■ **SET TASKS**:
A. Translate this sentence from the patent text below into Spanish: "Undue voltage drops result in inappropriate voltage levels for the electrical power connected to the lines."
B. From the patent text below, reproduce the passage that opens with the words containing "Technical area" and closes with "three-phase power supply.".

NO324259B1 - Stabilization winding for MVB in TN and TT networks - Google Patents

Abstract

Power supply system comprising for each phase an autotransformer (TA, TB, TC) with a parallel winding (4, 5. 6), a series winding (7, 8, 9) and a tertiary winding (22, 23, 24) galvanically separated from the parallel winding (4 , 5, 6) and the series winding (7, 8, 9) of the autotransformer, a magnetically controllable inductor (MCIA, MCIB, MCIC) comprising a first winding (13, 14, 15) and a second winding (16, 17, 18) wound around a core, and a guide winding (10, 11, 12) adapted to form a magnetic field substantially perpendicular to the field formed by the first winding and the second winding. The parallel winding (4, 5, 6) of the autotransformer (TA, TB, TC) is connected between the input voltage (Ua, Ub, Uc) and the first winding (13, 14, I 5) of the magnetically controllable inductor (MCIA, MCIB, MCIC) and the first winding (13, 14, 15) are further connected to the neutral point. The tertiary winding (22, 23, 24) of each autotransformer (TA, TB, TC) is connected to the other winding (16, 17, 18) of the corresponding magnetically controllable inductor (MCIA, MCIB, MCIC) where these pairs of windings are interconnected. The system further comprises a control circuit which, based on measured voltages and / or currents, controls the control current of each control winding (10, 11, 12) in order thereby to control the inductance of a magnetically controllable inductor (MCIA, MCIB, MCIC).

Description

Technical area

The present invention relates to a method and a system for voltage symmetrization and for increasing the short-circuit capacity. More specifically, the present invention relates to symmetrizing and increasing short-circuit capacity in a device for voltage control and/or voltage stabilization for a three-phase power supply.

Background

Undersized lines for electrical power transmission, also referred to as "weak lines", have too small a conductor cross-section in relation to the load requirements, and they also have a relatively high impedance. An undue voltage drop will result for the losses caused by undersized conductors. Undue voltage drops result in inappropriate voltage levels for the electrical power connected to the lines. WO 2004/053615 describes a system for voltage stabilization of such power lines.

■ **DATA SECTION**:
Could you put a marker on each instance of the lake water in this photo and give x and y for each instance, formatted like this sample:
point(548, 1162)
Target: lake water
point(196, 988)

■ **PROBLEM SOLUTIONS**:
A. Las caídas de tensión excesivas dan lugar a niveles de tensión inadecuados para la energía eléctrica conectada a las líneas.

B.
Technical area

The present invention relates to a method and a system for voltage symmetrization and for increasing the short-circuit capacity. More specifically, the present invention relates to symmetrizing and increasing short-circuit capacity in a device for voltage control and/or voltage stabilization for a three-phase power supply.